### PROVIDED DATA
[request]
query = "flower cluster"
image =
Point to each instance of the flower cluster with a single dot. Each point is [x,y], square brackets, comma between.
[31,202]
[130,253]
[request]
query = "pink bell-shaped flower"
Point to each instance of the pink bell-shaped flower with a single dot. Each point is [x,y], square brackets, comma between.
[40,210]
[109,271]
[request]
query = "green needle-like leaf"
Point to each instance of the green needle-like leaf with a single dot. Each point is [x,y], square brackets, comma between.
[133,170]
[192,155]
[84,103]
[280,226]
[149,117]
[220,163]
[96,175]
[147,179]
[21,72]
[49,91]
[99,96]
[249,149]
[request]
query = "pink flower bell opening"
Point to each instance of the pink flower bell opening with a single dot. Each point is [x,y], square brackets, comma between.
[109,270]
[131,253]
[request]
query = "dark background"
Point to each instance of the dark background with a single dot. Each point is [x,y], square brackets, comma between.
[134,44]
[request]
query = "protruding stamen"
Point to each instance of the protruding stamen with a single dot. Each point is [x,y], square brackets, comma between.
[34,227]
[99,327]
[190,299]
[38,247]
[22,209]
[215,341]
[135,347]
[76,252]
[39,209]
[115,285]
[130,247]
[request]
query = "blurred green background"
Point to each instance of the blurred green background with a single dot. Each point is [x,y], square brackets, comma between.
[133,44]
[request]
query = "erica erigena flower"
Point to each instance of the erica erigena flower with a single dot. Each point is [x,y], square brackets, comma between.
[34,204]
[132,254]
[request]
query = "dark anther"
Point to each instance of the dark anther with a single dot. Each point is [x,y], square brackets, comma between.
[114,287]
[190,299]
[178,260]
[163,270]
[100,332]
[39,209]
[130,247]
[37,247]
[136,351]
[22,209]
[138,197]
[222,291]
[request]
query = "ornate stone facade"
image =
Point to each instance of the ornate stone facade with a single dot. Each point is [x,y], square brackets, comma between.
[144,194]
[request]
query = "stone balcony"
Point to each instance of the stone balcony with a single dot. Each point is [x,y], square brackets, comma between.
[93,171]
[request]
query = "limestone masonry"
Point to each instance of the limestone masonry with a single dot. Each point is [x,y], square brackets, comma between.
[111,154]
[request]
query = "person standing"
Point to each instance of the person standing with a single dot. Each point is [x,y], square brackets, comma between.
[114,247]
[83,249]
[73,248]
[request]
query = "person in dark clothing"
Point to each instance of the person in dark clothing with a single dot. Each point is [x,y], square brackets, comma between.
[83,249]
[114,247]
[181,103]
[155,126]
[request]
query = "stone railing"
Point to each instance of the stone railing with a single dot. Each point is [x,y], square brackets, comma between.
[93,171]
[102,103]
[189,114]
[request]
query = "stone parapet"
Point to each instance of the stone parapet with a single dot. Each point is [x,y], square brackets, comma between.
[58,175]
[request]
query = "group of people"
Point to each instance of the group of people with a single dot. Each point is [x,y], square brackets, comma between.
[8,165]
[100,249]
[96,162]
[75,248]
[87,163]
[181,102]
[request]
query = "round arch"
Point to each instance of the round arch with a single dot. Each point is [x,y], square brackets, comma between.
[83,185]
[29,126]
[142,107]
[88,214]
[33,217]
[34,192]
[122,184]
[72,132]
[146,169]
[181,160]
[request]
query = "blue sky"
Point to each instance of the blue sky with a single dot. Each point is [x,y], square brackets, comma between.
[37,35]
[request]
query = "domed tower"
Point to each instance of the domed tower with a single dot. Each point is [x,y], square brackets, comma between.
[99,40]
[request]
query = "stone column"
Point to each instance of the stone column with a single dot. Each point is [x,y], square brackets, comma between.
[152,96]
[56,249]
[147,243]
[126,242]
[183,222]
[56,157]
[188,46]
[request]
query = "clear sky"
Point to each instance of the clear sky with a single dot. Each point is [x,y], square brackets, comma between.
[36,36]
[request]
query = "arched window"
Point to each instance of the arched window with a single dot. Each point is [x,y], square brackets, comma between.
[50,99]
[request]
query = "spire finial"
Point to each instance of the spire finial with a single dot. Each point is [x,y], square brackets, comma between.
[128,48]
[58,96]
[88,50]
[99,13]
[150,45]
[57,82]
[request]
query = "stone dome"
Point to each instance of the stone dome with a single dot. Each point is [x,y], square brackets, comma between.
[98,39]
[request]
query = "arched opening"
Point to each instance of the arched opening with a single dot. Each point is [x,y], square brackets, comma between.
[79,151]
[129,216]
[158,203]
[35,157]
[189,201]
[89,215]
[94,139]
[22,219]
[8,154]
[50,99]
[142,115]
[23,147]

### TASK PROMPT
Count the lines in the listing above that contain the word "erigena", and reply with that number only.

### WRITTEN REPLY
2